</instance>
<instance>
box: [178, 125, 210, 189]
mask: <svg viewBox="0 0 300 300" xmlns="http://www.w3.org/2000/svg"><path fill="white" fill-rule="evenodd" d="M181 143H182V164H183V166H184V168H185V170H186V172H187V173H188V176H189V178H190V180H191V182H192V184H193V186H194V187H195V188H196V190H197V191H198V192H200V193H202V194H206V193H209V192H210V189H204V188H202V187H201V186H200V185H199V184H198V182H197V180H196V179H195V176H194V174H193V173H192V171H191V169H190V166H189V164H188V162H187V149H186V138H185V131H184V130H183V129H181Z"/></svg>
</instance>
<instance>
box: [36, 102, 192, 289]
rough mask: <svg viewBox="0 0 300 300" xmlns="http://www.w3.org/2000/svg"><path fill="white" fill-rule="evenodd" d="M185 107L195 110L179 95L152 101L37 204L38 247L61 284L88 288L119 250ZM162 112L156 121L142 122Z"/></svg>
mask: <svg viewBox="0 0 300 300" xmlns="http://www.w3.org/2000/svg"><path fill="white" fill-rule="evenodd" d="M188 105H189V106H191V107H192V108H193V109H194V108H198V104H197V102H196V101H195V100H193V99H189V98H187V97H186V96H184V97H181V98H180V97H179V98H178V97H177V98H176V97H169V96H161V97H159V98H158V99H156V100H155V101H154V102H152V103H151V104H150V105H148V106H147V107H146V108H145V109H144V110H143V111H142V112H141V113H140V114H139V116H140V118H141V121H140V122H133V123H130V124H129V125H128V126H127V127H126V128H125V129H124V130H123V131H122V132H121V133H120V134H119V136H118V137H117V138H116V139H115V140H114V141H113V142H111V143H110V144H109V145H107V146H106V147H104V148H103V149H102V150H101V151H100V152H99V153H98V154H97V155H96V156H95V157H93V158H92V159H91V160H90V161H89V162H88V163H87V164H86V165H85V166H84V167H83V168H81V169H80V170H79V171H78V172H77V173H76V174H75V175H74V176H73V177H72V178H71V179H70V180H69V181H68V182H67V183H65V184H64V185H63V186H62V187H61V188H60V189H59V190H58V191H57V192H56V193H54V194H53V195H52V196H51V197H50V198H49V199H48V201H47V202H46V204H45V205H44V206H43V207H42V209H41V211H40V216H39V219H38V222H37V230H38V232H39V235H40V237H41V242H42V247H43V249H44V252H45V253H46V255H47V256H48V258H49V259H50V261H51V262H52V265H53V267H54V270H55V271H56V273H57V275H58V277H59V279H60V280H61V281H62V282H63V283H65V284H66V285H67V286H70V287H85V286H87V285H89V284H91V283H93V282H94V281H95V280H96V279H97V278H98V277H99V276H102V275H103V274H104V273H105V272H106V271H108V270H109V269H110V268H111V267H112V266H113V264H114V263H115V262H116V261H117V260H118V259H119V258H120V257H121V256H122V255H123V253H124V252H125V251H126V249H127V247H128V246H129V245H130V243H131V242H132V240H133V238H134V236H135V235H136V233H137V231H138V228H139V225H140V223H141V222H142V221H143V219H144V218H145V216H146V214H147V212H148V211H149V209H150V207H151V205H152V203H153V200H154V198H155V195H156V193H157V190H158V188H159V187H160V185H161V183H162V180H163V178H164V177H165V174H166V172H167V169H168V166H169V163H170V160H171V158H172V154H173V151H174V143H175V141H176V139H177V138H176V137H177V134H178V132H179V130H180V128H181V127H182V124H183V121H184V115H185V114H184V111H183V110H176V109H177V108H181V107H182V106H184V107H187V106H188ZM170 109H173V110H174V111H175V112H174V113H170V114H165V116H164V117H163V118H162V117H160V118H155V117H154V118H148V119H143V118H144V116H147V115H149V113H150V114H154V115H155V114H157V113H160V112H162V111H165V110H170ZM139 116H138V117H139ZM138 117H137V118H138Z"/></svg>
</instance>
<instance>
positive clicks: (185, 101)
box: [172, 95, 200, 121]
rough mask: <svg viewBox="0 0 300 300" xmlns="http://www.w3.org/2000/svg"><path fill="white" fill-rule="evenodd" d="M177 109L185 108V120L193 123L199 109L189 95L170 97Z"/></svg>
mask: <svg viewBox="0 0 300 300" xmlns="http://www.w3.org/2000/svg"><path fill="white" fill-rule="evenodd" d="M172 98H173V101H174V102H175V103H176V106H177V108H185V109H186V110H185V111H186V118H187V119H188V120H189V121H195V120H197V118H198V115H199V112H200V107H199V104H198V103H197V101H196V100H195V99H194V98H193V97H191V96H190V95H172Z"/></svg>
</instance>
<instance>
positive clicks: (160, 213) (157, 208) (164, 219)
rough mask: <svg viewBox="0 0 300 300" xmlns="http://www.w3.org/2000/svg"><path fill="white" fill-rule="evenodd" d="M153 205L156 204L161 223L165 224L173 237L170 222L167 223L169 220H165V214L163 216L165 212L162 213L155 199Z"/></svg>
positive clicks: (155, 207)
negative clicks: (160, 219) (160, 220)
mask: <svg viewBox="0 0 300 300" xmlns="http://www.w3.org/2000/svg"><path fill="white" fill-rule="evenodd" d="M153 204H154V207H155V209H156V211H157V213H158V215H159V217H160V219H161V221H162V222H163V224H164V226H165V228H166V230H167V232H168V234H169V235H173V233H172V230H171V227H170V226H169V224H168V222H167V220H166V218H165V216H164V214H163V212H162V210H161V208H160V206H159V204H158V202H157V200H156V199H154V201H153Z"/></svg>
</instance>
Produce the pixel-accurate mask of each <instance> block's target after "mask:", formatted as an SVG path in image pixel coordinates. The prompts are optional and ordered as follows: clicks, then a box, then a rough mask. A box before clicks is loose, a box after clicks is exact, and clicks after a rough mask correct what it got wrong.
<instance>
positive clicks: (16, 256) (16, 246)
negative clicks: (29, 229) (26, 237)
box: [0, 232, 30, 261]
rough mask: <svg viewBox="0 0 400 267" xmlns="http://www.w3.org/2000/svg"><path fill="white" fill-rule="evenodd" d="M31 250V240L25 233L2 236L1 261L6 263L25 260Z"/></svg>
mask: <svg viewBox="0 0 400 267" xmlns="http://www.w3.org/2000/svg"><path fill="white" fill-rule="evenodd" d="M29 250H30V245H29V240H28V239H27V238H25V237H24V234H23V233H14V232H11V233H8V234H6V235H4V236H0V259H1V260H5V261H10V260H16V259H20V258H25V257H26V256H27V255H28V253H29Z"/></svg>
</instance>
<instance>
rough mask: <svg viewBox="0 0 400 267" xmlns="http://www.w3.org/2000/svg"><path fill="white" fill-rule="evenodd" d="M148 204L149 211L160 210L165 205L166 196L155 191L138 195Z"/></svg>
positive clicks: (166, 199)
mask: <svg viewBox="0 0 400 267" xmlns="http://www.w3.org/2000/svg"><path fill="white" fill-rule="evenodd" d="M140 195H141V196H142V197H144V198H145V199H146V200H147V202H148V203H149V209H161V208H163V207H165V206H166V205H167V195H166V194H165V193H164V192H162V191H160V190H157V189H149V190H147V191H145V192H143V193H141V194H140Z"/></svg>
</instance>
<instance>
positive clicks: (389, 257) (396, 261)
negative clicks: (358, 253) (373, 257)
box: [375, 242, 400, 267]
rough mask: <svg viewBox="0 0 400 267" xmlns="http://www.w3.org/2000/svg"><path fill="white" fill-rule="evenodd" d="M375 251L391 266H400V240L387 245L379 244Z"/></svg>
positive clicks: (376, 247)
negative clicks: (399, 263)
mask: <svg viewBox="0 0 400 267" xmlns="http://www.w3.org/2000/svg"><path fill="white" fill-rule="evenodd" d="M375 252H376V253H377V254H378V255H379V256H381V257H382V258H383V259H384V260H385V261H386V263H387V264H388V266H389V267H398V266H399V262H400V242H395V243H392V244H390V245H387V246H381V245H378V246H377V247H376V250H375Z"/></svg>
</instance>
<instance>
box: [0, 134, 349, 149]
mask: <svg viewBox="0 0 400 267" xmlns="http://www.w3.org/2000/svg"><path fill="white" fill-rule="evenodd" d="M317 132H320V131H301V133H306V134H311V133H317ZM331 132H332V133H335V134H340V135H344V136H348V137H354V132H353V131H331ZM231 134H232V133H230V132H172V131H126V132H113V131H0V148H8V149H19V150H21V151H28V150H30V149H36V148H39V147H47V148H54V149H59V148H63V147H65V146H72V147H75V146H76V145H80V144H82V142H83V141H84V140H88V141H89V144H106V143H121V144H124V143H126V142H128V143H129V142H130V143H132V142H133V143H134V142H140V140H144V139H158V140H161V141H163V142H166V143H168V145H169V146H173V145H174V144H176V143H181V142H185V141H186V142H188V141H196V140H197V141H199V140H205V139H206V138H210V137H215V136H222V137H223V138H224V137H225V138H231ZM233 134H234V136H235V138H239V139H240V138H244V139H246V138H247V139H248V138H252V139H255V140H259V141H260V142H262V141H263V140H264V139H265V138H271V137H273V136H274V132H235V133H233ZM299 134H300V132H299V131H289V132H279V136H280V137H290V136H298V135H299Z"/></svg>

* Work instruction
Copying word for word, give each line of the data above from the first one through the line containing "box: [36, 102, 192, 289]", and nothing else.

* Problem solution
</instance>
<instance>
box: [178, 125, 210, 189]
mask: <svg viewBox="0 0 300 300" xmlns="http://www.w3.org/2000/svg"><path fill="white" fill-rule="evenodd" d="M181 143H182V164H183V166H184V168H185V170H186V172H187V173H188V176H189V178H190V180H191V182H192V184H193V186H194V187H195V188H196V190H197V191H198V192H200V193H202V194H206V193H209V192H210V189H204V188H202V187H201V186H200V185H199V184H198V182H197V180H196V179H195V176H194V174H193V173H192V171H191V169H190V166H189V164H188V162H187V149H186V138H185V131H184V130H183V129H181Z"/></svg>
</instance>
<instance>
box: [36, 102, 192, 289]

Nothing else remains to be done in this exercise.